EXTRACTO
►
Con respecto al kernel, lspci te puede indicar cual es tu placa de red, para después ir al kernel y recompilarlo con soporte para la misma. Claro que si no tenés red, tu conexión a internet depende de la red y no instalaste lspci, que es parte del ebuild pciutils cuando todavía tenías conexión, todo lo que acabo de escribir antes no sirve de nada  :Very Happy:  (Y me doy cuenta de esto mientras escribo)

La forma mas facil, para no errarle, marcá como módulos todos los controladores de todas las placas de red del kernel, solo se usará la que corresponda.

La guía del núcleo de Gentoo debe ser lo que estás buscando.

Salud!

----------

## chakenio

El arterisco amarillo que te aparece si dice TIMEZONE se refiere a la configuracion del archivo

/etc/conf.d/clock

es mas que seguro que diga 

#TIMEZONE="Factory"

donde tendrias que cambiar el "Factory" por una configuracion tuya, fijate los comentarios que ayudan.
◄
OBJETIVO DE LA TAREA
Según el extracto, ¿de qué ebuild forma parte lspci?

Registros de un conjunto de datos:
►
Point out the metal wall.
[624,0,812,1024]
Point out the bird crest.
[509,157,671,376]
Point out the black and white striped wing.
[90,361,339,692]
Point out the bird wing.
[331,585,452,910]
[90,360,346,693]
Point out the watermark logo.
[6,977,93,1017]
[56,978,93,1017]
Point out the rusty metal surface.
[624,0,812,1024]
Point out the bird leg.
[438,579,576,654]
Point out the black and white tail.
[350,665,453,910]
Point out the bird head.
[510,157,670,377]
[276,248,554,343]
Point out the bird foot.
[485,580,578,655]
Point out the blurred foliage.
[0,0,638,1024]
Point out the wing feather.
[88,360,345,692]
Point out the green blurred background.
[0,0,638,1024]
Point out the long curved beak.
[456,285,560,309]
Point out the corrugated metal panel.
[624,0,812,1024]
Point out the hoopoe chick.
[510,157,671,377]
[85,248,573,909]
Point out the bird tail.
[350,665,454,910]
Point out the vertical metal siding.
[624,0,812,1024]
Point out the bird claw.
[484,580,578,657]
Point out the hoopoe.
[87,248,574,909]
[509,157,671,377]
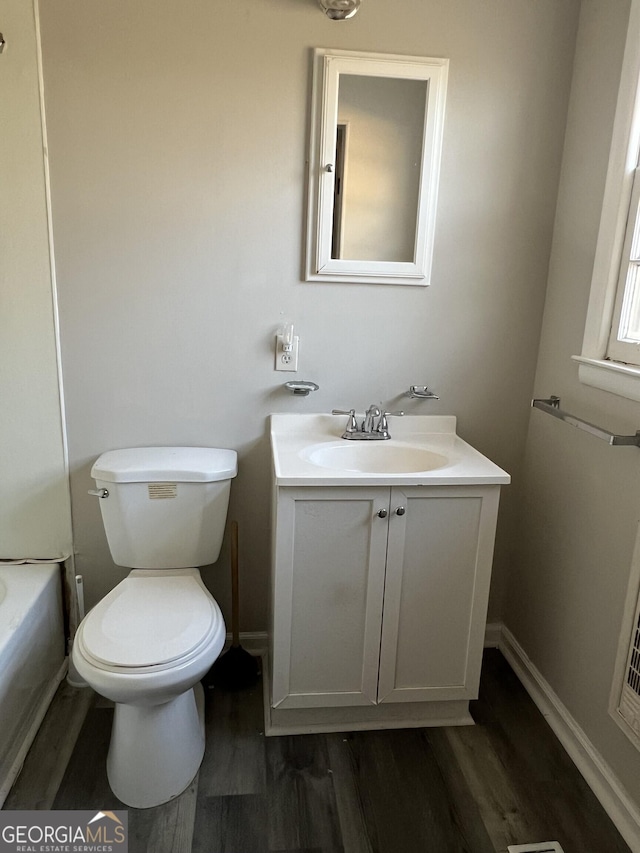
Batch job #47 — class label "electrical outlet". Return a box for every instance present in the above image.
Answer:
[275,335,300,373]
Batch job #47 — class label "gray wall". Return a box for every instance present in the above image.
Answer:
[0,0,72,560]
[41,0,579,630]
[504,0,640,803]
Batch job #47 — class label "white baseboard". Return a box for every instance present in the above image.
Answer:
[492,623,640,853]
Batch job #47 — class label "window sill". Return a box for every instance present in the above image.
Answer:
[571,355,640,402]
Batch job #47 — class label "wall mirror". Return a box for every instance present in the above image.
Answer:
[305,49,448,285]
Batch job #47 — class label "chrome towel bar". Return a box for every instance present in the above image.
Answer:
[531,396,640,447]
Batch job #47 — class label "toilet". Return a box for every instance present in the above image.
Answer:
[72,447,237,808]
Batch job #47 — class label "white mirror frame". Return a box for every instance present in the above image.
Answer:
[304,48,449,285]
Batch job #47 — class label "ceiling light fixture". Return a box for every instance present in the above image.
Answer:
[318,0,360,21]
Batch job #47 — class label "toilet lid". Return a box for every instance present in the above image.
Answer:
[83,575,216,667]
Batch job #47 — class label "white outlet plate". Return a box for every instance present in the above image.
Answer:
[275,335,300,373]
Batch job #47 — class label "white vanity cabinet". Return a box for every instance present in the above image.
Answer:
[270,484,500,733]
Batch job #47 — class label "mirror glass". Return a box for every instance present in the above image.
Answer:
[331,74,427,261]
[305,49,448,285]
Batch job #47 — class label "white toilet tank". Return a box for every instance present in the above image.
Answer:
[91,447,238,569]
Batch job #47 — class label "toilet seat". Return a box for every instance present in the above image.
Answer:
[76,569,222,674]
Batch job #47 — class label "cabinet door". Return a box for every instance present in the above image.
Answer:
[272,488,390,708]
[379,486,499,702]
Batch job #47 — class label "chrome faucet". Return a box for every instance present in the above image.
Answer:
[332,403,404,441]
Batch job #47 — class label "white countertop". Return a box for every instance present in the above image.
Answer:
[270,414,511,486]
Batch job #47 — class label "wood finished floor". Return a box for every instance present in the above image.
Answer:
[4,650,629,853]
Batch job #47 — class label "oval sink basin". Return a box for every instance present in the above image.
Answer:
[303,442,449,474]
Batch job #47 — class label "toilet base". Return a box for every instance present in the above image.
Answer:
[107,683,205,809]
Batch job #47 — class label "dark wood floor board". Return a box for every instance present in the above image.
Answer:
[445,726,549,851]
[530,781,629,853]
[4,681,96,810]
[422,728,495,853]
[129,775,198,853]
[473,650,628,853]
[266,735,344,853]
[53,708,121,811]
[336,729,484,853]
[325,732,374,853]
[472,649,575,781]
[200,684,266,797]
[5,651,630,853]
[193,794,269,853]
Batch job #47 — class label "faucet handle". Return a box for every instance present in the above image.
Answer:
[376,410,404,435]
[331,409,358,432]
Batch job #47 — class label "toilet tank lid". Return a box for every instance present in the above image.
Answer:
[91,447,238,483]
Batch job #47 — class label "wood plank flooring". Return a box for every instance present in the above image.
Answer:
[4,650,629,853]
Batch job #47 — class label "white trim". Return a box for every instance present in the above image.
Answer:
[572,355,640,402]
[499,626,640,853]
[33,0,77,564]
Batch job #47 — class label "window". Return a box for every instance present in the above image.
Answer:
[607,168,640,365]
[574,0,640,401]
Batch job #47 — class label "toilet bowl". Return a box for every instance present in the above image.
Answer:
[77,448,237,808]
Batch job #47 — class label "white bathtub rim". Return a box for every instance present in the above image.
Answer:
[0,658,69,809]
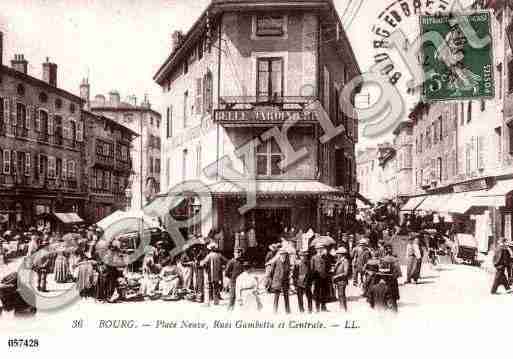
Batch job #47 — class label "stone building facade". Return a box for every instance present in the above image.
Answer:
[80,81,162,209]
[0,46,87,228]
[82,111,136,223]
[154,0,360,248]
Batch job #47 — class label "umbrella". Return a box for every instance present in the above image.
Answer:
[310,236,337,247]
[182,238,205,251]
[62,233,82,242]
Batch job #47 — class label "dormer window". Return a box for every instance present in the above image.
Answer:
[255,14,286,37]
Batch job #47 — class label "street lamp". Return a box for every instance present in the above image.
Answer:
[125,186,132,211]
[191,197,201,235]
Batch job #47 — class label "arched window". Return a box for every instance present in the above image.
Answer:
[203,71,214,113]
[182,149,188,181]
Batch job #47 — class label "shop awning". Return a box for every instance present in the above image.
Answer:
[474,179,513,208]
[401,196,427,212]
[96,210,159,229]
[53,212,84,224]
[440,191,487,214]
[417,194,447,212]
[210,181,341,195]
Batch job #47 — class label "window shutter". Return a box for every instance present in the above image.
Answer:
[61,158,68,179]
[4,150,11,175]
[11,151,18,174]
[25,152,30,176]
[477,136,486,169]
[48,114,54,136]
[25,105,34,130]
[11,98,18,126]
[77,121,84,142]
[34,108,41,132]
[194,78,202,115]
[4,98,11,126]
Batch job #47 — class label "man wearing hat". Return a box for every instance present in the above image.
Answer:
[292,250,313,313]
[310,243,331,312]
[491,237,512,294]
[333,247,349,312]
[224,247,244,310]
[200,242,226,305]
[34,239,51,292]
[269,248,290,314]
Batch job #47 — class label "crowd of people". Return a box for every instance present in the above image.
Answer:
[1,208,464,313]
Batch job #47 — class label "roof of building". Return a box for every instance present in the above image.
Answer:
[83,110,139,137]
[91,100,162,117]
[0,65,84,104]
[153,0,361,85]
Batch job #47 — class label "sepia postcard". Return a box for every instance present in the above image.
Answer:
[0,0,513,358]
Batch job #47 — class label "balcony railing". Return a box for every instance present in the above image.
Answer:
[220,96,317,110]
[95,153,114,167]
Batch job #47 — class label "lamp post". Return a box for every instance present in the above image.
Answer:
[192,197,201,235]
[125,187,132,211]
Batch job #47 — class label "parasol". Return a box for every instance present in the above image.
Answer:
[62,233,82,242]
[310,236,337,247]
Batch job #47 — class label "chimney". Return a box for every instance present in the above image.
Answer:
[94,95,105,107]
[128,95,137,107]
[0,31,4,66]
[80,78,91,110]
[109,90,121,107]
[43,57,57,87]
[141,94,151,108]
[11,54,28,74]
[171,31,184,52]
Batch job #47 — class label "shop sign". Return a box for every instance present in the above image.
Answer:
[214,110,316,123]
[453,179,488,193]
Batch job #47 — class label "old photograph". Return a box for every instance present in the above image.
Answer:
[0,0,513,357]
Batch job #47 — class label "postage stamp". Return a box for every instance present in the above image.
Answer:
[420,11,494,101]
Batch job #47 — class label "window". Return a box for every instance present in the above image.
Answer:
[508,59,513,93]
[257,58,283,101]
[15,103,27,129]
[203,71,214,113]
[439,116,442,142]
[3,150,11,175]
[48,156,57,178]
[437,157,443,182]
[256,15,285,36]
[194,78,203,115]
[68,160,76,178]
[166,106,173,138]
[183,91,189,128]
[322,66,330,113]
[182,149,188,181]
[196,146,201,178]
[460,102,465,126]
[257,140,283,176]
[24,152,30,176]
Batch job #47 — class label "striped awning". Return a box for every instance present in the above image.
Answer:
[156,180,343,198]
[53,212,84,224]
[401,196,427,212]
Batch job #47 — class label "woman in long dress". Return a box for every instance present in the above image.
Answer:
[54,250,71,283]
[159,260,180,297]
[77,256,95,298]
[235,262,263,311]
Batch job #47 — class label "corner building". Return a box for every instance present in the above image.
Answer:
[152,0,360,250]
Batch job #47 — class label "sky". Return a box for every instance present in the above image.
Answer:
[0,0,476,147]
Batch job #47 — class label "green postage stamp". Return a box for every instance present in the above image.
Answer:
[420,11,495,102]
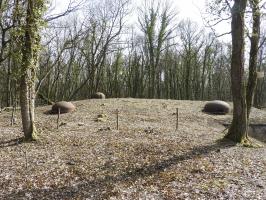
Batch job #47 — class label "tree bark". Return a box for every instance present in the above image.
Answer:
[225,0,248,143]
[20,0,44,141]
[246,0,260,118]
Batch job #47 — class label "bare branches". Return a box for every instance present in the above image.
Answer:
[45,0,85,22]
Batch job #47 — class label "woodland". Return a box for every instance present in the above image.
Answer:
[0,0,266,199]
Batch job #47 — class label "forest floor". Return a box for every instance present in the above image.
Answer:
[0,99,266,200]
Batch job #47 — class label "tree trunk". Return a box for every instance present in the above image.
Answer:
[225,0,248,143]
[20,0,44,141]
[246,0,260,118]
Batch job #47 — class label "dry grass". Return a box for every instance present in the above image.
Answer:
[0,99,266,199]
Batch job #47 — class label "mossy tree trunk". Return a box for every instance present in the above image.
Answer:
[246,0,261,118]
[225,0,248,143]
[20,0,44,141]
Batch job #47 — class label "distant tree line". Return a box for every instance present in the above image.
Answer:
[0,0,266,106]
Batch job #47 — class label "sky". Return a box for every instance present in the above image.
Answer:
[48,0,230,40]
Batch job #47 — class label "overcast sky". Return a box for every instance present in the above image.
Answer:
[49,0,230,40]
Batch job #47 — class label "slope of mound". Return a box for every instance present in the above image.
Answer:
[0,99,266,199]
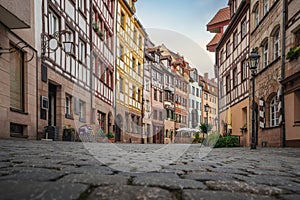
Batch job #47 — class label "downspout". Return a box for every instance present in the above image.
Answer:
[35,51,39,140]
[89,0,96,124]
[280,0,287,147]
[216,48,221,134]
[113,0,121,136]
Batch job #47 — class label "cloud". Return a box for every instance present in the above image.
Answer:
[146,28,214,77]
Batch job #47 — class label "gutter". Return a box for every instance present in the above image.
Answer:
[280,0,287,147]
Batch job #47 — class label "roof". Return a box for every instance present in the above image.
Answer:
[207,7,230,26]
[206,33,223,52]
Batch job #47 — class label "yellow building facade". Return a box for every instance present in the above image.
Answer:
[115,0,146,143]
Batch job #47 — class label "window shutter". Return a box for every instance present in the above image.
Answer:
◄
SOLUCIÓN DEL PROBLEMA
Forma parte del ebuild pciutils.